Skip to content
New issue

Have a question about this project? Sign up for a free GitHub account to open an issue and contact its maintainers and the community.

By clicking “Sign up for GitHub”, you agree to our terms of service and privacy statement. We’ll occasionally send you account related emails.

Already on GitHub? Sign in to your account

Default descriptor initialization (and discussion of C vs C++ callbacks) #158

Closed
1 task
mrshannon opened this issue Jun 2, 2022 · 34 comments · Fixed by #422
Closed
1 task

Default descriptor initialization (and discussion of C vs C++ callbacks) #158

mrshannon opened this issue Jun 2, 2022 · 34 comments · Fixed by #422
Labels
has resolution Issue is resolved, just needs to be done

Comments

@mrshannon
Copy link

mrshannon commented Jun 2, 2022

Many of the descriptors in WebGPU have default values, and more importantly default values which are not 0 and so a simple memset or zero initialization is not appropriate.

An example of what does not work

WGPUTextureDataLayout TextureDataLayout = {0};
TextureDataLayout.bytesPerRow = 512;

In this case rowsPerImage = 0 instead of WGPU_COPY_STRIDE_UNDEFINED.

Therefore, I propose adding default initialization defines to webgpu.h. While it is possible for each user to create their own, there are some benefits to implementing this in webgpu.h:

  • Adding fields later with default values to descriptors does not introduce undefined behavior in existing code.
  • It is possible to change default values later without breaking existing code (while WGPU_COPY_STRIDE_UNDEFINED fixes this, many defaults do not have a define as they are simply 0).
  • One source of truth

One way to implement this is to add defines for each descriptor:

#define WGPUTextureDataLayout_DEFAULT { NULL, 0, WGPU_COPY_STRIDE_UNDEFINED, WGPU_COPY_STRIDE_UNDEFINED }

This would allow users to write:

WGPUTextureDataLayout TextureDataLayout = WGPUTextureDataLayout_DEFAULT;
TextureDataLayout.bytesPerRow = 512;

TODO list:

@Kangz
Copy link
Collaborator

Kangz commented Jun 3, 2022

This would have helped us a lot in Chromium at various time when removing / deprecating members :) I could change the generator to produce these defines at the bottom of the webgpu.h (guarded with a #ifndef WGPU_SKIP_STRUCT_DEFAULT_MACROS or something).

[Supplied information]
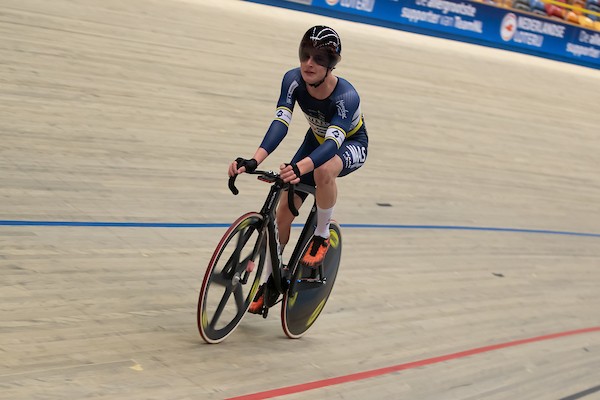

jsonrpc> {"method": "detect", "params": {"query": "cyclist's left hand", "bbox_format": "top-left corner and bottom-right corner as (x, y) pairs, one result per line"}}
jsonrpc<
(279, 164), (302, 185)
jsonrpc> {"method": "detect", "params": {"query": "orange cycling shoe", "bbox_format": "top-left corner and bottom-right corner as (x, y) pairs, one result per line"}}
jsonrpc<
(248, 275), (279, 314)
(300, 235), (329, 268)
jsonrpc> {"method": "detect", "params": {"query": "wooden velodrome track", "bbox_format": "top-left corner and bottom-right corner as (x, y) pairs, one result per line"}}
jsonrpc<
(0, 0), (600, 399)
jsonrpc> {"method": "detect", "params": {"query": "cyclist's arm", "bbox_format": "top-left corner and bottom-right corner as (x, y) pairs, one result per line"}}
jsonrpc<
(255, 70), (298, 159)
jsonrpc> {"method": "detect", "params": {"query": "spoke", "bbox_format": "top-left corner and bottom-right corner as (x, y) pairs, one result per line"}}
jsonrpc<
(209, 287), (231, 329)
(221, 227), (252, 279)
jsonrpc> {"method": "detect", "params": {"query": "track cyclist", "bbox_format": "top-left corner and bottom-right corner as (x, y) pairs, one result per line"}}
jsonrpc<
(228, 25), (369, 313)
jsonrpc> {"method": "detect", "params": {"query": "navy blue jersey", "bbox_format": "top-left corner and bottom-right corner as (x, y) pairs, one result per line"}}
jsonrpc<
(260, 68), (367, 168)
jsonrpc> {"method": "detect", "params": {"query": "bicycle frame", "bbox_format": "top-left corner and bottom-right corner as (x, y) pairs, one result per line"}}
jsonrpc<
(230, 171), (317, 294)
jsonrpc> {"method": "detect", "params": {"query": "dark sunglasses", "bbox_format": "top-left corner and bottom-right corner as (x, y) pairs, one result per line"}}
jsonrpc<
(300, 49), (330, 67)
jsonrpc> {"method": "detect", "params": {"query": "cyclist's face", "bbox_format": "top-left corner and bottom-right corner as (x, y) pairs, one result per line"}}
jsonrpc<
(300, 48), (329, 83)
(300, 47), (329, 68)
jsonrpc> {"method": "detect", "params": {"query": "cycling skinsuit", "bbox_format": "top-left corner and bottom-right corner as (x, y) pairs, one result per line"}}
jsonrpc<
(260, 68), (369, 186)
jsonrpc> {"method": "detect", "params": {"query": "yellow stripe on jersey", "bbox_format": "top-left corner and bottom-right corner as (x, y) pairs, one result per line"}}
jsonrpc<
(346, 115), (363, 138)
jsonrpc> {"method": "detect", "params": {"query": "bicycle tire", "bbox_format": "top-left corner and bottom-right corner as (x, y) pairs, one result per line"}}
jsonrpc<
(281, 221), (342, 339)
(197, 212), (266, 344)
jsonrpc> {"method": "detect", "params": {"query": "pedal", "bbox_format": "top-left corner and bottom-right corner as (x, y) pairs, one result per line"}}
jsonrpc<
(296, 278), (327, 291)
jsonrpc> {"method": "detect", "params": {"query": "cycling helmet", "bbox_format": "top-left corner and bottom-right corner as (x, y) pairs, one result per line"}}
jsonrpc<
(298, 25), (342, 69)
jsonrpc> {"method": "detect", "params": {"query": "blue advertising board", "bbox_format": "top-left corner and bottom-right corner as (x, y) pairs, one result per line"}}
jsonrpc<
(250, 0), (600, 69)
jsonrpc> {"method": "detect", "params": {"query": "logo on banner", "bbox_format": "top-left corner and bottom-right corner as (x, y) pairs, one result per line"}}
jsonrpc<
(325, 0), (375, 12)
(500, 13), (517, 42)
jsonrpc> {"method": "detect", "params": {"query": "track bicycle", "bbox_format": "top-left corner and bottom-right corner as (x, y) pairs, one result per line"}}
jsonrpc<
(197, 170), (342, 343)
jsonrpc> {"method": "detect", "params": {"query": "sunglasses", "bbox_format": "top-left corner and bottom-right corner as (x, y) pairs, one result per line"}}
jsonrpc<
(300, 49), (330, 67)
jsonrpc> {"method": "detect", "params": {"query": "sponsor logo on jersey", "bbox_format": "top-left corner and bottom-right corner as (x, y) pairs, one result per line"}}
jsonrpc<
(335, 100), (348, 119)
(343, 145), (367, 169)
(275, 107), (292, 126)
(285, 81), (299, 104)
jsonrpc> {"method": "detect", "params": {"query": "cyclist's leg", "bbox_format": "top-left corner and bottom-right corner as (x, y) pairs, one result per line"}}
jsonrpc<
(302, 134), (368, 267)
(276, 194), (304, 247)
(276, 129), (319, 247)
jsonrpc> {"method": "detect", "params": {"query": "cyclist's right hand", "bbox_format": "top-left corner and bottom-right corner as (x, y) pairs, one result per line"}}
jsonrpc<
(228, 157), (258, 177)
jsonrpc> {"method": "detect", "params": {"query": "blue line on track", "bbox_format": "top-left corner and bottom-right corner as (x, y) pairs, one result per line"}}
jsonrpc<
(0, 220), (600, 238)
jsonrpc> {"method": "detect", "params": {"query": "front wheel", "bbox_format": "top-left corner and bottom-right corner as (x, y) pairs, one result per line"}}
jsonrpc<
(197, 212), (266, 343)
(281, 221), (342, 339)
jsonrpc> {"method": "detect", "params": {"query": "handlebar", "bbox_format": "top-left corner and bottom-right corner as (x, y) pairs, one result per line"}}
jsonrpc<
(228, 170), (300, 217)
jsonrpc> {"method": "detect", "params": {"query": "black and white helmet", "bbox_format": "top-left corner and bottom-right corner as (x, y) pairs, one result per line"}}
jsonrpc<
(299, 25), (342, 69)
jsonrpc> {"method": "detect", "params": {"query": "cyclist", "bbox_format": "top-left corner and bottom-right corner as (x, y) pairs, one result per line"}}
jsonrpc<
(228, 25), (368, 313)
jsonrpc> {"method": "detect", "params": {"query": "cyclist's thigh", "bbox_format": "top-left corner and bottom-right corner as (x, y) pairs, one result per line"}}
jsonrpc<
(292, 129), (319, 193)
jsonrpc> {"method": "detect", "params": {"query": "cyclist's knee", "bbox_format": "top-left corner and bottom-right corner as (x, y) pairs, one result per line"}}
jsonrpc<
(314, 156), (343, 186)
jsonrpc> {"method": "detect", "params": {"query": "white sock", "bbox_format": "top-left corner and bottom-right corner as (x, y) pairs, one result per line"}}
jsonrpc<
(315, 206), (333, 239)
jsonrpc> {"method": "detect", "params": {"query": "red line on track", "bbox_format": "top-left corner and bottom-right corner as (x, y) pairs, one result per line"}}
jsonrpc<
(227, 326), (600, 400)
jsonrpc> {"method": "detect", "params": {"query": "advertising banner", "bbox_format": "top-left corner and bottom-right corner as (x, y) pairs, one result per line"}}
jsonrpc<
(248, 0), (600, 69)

[What you need to do]
• a. Answer these questions about the WebGPU descriptor discussion.
(i) In the example that does not work, what value does rowsPerImage end up with instead of WGPU_COPY_STRIDE_UNDEFINED?
(ii) Which pull request is listed as fixing the issue?
(iii) What guard does Kangz suggest placing around the generated defines?
• b. Carry on the WebGPU descriptor discussion from its last comment.

[Results for each task]
• a.
(i) 0
(ii) #422
(iii) #ifndef WGPU_SKIP_STRUCT_DEFAULT_MACROS

• b.
Other folks WDYT? In particular @cwfitzgerald @kvark @jimb?

Also @mrshannon, you could use the C++ headers generated by Dawn, they have default initialization for the various structs.

@grovesNL
Copy link
Member

grovesNL commented Jun 3, 2022

This sounds reasonable to me. We use defaults for a lot of types in wgpu and find it really useful, e.g. PrimitiveState https://github.com/gfx-rs/wgpu/blob/77b2c25684f971daa977596403f01c71d32ea685/wgpu/examples/msaa-line/main.rs#L65-L69

@mrshannon
Copy link
Author

Also @mrshannon, you could use the C++ headers generated by Dawn, they have default initialization for the various structs.

Sort of off topic, but we were initially using the C++ headers but dropped them for the C headers as we kept having to cast everywhere because the callbacks always use the C types and not the C++ types. But that came with it's own issues (WGPUBufferUsage vs WGPUBufferUsageFlags), maybe it's time to consider switching back.

@Kangz
Copy link
Collaborator

Kangz commented Jun 3, 2022

Any idea on how to improve WGPUBufferUsage vs. WGPUBufferUsageFlags?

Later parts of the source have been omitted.